Extract to read:
—————

Josh Jewett discusses several significant advancements in retail supply chain transparency and digital customer engagement. Supply chain transparency has been enabled by telemetry data from containers, cartons and pallets, allowing retailers to track purchase orders from origin to store. This facilitates timely delivery of merchandise and optimized operations for key sales periods like holidays.
Retailers are also enhancing digital customer engagement by gathering transaction data to understand customer preferences. This enhanced insight drives changes to product assortment management and supporting supply chains.
One example is Smart Sense, a division of Digi that offers monitoring devices for perishable products. The devices track temperature, impacts and humidity throughout the supply chain, providing transparency and mitigating risks.
Another example is a company that has an innovative direct-to-consumer model that involves promoting products online and fulfilling orders directly from factories with minimal shipping costs. This approach reduces inventory risk by allowing rapid adaptation to consumer demand without over-investing in inventory.
Josh discusses the CIO's role in strategic alignment and portfolio management during mergers. Setting corporate priorities each year involves both art and science from the board. Executives must align departmental roadmaps to high-level themes.

—————

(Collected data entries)
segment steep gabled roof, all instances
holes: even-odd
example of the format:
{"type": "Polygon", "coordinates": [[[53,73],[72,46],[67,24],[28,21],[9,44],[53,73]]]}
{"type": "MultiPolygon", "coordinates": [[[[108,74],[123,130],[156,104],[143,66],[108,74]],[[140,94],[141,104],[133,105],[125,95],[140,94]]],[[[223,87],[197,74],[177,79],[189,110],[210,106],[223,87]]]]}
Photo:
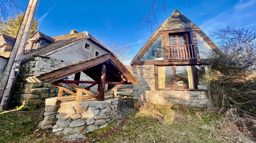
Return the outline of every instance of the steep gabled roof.
{"type": "Polygon", "coordinates": [[[34,58],[33,56],[34,55],[47,56],[85,39],[92,41],[98,44],[102,49],[108,52],[111,52],[103,44],[88,32],[64,34],[54,36],[52,38],[54,38],[55,40],[55,41],[53,43],[42,45],[38,48],[36,51],[24,54],[23,60],[26,61],[32,59],[34,58]]]}
{"type": "Polygon", "coordinates": [[[51,83],[61,80],[79,72],[82,72],[95,81],[99,81],[99,69],[102,64],[106,66],[106,81],[120,82],[125,79],[135,84],[138,81],[113,53],[110,53],[73,63],[59,68],[40,73],[26,79],[29,82],[51,83]]]}
{"type": "Polygon", "coordinates": [[[3,44],[7,44],[12,45],[14,45],[14,42],[15,42],[15,38],[7,35],[0,33],[0,36],[1,36],[3,37],[3,39],[4,42],[3,44]]]}
{"type": "Polygon", "coordinates": [[[159,31],[172,30],[199,27],[177,10],[163,22],[159,31]]]}
{"type": "Polygon", "coordinates": [[[175,30],[183,30],[184,31],[187,29],[193,29],[196,30],[203,38],[204,39],[213,49],[217,48],[217,46],[205,34],[199,27],[196,25],[190,20],[185,16],[177,9],[172,13],[171,16],[167,19],[163,21],[159,27],[155,31],[150,37],[148,40],[140,50],[135,57],[132,60],[130,64],[131,65],[134,62],[137,60],[139,56],[142,52],[147,50],[151,45],[150,44],[154,41],[152,40],[156,39],[157,35],[160,35],[161,31],[175,30]]]}

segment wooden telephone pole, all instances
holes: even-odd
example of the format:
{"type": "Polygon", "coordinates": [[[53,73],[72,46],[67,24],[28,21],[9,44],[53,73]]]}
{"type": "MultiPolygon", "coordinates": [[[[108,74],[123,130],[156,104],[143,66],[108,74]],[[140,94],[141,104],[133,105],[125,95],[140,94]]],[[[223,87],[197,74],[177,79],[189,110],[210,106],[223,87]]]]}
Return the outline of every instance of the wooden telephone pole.
{"type": "Polygon", "coordinates": [[[0,111],[4,110],[8,104],[38,3],[38,0],[29,0],[14,45],[4,69],[0,83],[0,111]]]}

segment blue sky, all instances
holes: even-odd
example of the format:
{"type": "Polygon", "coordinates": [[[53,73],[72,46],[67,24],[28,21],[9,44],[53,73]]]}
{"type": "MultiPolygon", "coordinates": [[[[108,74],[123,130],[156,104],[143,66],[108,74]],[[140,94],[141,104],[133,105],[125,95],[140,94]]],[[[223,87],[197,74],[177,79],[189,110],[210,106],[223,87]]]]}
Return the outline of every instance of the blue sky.
{"type": "MultiPolygon", "coordinates": [[[[161,1],[161,0],[159,0],[161,1]]],[[[28,0],[24,0],[24,5],[28,0]]],[[[188,7],[186,0],[166,0],[166,5],[177,8],[207,34],[227,26],[248,28],[256,27],[256,0],[190,0],[188,7]]],[[[41,0],[35,17],[39,20],[40,31],[49,36],[68,34],[71,30],[79,32],[87,31],[105,42],[128,44],[136,54],[146,41],[124,30],[96,14],[91,10],[146,39],[152,32],[150,27],[137,26],[150,5],[133,12],[140,7],[142,0],[88,1],[41,0]]],[[[165,13],[156,11],[160,25],[175,10],[165,13]]],[[[158,28],[153,27],[154,31],[158,28]]],[[[129,64],[127,61],[126,64],[129,64]]]]}

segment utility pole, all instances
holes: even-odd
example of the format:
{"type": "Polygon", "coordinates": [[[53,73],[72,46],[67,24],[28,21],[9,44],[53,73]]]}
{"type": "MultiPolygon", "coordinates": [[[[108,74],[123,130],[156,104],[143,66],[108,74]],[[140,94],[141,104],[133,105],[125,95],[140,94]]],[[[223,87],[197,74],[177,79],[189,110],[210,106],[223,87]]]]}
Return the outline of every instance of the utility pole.
{"type": "Polygon", "coordinates": [[[4,110],[8,104],[38,3],[38,0],[29,0],[14,45],[4,69],[0,83],[0,111],[4,110]]]}

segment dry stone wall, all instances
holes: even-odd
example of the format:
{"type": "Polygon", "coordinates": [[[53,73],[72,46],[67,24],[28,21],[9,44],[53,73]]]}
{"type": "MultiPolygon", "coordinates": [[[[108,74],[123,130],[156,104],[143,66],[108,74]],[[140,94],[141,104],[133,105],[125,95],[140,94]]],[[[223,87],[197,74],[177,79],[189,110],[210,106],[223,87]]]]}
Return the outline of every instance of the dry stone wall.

—————

What is required:
From the text on retail supply chains and customer engagement, copy the passage starting with "Retailers are also" and going on through "and mitigating risks.".

Exercise answer:
Retailers are also enhancing digital customer engagement by gathering transaction data to understand customer preferences. This enhanced insight drives changes to product assortment management and supporting supply chains.
One example is Smart Sense, a division of Digi that offers monitoring devices for perishable products. The devices track temperature, impacts and humidity throughout the supply chain, providing transparency and mitigating risks.